§ **WORK TO BE COMPLETED**:
Please give back word for word the lines of the material below between the line containing "Sports analytics pipeline — locate the muddy dirt" and the line containing "Sports analytics pipeline — locate the jewson", inclusive.

§ **RECORDS PROVIDED**:
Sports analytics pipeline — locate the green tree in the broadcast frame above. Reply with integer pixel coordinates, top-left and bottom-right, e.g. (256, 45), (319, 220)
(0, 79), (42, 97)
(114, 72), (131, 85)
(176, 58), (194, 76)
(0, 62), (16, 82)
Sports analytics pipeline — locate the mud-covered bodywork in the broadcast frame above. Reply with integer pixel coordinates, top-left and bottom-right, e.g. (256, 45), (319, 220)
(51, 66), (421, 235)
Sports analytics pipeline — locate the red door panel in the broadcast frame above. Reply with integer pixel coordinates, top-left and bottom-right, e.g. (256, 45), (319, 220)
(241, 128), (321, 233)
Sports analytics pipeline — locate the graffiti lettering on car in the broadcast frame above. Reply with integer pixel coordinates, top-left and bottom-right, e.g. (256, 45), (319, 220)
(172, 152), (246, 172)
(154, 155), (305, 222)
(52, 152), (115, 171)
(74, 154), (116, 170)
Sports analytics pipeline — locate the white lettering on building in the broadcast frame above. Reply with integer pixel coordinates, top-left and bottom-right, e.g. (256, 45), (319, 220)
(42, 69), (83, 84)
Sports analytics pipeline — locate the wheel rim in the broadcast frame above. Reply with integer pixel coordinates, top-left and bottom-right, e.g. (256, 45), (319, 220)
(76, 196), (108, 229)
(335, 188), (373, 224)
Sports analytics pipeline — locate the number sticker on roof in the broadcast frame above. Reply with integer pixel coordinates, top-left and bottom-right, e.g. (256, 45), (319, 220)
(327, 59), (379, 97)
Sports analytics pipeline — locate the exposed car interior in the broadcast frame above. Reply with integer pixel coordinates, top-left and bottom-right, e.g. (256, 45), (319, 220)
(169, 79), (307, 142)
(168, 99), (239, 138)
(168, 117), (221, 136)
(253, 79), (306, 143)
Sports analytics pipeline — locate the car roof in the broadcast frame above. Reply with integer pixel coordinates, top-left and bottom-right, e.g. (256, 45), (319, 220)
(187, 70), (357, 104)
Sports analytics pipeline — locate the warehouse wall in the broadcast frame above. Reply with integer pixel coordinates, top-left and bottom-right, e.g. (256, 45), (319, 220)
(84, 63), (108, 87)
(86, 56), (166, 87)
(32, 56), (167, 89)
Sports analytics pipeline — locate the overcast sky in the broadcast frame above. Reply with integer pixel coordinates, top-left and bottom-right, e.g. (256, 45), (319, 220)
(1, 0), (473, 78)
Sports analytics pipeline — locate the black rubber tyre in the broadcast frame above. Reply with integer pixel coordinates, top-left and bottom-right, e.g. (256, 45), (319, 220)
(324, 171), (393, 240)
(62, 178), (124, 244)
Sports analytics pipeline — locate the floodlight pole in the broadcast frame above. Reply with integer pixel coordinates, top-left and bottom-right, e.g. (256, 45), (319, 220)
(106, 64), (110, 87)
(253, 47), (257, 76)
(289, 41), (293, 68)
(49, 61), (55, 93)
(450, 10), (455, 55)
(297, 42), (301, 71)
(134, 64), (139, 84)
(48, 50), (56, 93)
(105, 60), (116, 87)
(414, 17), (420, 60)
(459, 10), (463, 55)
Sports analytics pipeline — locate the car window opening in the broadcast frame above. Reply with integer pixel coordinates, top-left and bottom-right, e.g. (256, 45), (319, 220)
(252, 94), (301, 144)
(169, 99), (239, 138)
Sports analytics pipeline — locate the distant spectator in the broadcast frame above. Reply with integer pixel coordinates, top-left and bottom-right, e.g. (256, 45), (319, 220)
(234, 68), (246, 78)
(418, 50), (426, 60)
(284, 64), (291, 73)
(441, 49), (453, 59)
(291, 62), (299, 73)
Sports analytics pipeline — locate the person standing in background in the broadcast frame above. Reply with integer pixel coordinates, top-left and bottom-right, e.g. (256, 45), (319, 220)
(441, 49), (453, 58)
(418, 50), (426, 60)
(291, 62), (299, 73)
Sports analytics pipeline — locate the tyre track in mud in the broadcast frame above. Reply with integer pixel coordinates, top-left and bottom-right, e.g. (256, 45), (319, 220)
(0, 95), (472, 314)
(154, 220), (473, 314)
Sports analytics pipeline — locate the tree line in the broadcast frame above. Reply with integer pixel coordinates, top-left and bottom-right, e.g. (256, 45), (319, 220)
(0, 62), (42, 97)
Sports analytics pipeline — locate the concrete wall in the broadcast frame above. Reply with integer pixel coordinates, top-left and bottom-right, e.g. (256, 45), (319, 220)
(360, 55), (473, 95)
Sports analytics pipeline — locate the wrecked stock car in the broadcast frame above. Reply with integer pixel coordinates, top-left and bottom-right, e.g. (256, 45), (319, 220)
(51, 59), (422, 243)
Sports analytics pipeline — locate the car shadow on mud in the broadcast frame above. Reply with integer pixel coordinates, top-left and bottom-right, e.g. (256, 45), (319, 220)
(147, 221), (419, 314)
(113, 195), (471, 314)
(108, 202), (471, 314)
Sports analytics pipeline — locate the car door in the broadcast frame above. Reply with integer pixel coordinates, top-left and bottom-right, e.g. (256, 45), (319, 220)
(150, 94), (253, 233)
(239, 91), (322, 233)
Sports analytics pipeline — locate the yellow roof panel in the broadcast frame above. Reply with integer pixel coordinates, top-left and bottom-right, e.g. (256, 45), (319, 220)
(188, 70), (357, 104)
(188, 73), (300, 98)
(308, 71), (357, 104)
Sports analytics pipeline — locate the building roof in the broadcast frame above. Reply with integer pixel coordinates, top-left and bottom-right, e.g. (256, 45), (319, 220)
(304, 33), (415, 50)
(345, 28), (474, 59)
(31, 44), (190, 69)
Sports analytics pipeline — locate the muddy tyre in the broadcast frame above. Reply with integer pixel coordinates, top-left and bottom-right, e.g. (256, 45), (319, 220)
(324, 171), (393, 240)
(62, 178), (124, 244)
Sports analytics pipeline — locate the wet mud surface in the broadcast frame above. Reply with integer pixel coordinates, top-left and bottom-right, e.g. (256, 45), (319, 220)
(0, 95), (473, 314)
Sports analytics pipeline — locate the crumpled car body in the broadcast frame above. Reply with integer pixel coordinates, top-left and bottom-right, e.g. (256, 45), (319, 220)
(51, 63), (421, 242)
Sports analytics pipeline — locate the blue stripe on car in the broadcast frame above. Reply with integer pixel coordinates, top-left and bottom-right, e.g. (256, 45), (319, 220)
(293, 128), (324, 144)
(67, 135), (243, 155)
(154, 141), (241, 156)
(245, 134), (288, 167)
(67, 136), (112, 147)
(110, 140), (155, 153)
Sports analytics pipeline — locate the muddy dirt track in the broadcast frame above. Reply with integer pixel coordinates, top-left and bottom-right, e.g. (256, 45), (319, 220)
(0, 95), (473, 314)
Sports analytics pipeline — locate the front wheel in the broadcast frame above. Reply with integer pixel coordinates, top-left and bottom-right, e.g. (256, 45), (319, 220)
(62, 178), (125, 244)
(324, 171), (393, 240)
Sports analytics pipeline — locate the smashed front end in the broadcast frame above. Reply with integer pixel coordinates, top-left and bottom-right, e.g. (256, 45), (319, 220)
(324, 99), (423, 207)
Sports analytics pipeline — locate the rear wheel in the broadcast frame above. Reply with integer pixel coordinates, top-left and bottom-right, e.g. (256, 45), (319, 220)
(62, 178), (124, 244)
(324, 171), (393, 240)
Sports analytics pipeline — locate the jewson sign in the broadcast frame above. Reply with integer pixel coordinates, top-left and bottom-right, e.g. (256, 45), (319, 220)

==

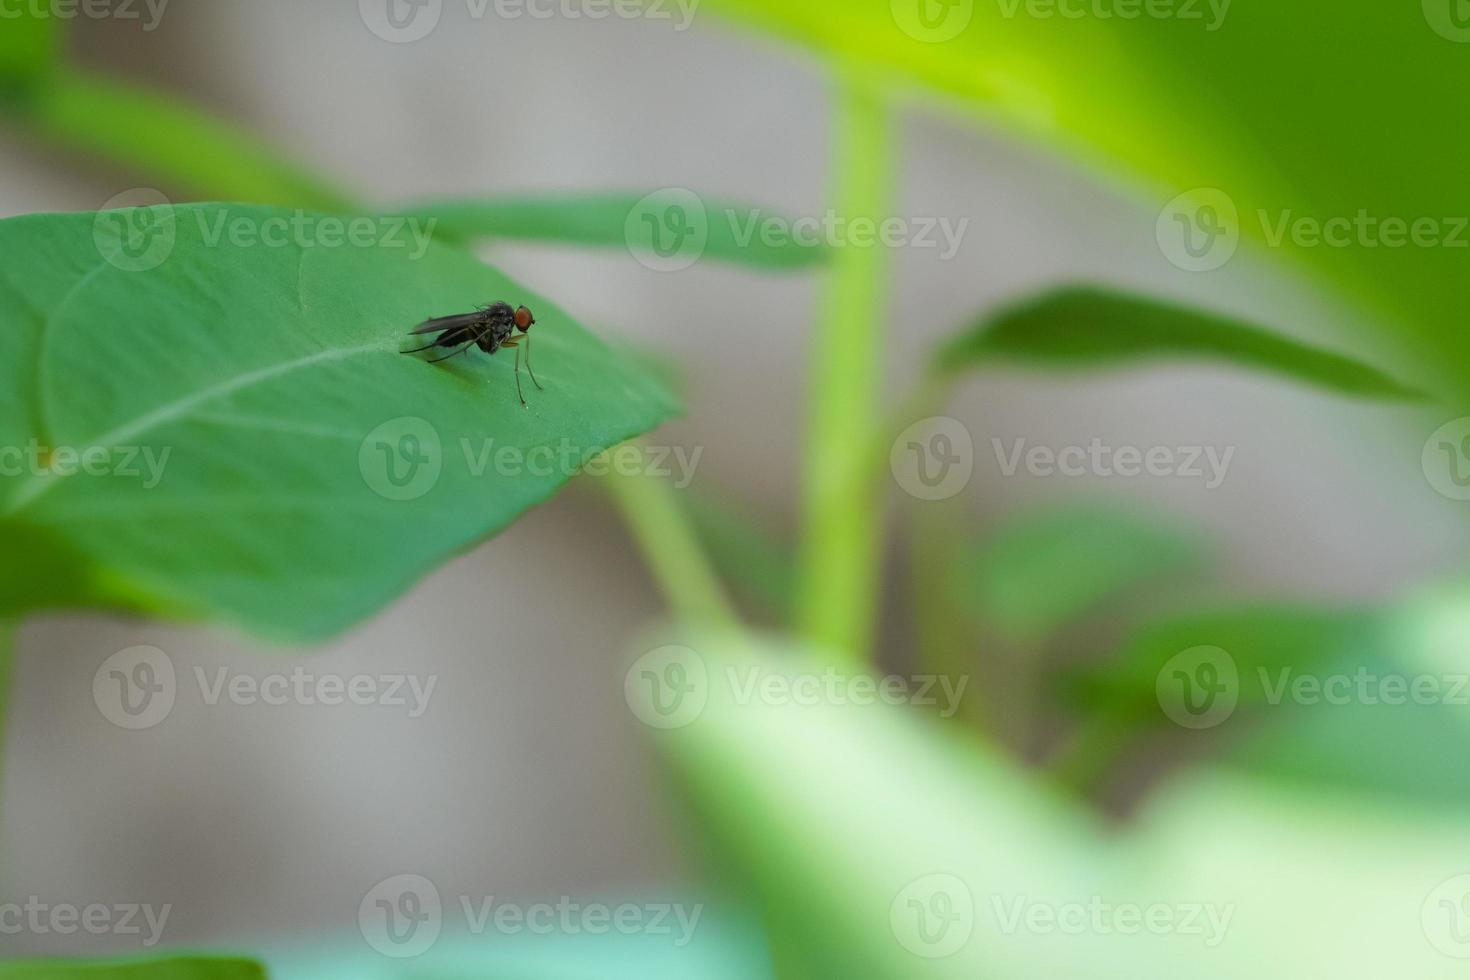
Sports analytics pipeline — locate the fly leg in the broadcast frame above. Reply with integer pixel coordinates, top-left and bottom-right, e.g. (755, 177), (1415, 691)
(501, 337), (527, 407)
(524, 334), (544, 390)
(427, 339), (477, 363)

--

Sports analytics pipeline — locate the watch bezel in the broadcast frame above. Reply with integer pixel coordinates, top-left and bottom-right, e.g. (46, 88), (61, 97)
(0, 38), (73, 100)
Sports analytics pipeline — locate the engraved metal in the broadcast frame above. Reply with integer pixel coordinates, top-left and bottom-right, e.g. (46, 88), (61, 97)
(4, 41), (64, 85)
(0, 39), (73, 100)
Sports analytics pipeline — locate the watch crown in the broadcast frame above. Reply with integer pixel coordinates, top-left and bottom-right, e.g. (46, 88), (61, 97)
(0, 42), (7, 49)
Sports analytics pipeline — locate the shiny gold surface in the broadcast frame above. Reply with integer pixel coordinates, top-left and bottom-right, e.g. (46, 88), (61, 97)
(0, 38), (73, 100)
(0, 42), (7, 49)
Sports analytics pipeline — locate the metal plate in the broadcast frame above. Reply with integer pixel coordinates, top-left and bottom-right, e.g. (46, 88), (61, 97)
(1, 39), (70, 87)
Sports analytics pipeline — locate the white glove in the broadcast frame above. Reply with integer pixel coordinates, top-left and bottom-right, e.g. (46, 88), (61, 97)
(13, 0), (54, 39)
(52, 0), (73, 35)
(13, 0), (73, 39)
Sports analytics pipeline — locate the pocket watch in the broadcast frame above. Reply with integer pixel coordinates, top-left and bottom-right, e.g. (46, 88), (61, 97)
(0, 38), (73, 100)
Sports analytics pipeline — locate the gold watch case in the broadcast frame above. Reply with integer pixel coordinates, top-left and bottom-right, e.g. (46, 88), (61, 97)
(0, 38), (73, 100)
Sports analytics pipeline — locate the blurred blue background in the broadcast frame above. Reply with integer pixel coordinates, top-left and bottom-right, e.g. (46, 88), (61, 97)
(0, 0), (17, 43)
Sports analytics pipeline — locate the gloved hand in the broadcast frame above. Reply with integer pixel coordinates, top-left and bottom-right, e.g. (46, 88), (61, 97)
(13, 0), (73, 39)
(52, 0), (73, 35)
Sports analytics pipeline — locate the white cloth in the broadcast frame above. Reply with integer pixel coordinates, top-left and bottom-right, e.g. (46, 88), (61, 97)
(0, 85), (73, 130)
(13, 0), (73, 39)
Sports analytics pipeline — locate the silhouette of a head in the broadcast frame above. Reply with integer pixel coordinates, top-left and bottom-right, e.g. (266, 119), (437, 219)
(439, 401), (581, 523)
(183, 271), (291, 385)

§ **OUTPUT FOR THIS TASK**:
Sports analytics pipeline — locate the muddy dirt track in the broadcast frame above. Reply with integer pixel coordinates, top-left and bottom-right, e.g. (256, 45), (319, 220)
(0, 95), (473, 314)
Sports analytics pipeline — locate the front wheel in the broadcast frame above. Reply with integer pixel coordinates, top-left and bottom-right, e.g. (256, 45), (319, 220)
(62, 178), (125, 244)
(324, 171), (393, 240)
Sports analytics pipeline — locate the smashed front end in the broadcast frame above. Reply with integer pixel coordinates, top-left and bottom-right, e.g. (256, 45), (319, 220)
(324, 99), (423, 207)
Sports analytics pipeline — locate the rear wheel in the broadcast frame above. Reply with integer pixel coordinates, top-left and bottom-right, e.g. (256, 45), (319, 220)
(62, 178), (124, 244)
(324, 171), (393, 240)
Sports analytics pipeline — locate the jewson sign in the broadcast frame above. Reply with integer pixel coordinates, top-left and bottom-right, e.g. (256, 45), (319, 220)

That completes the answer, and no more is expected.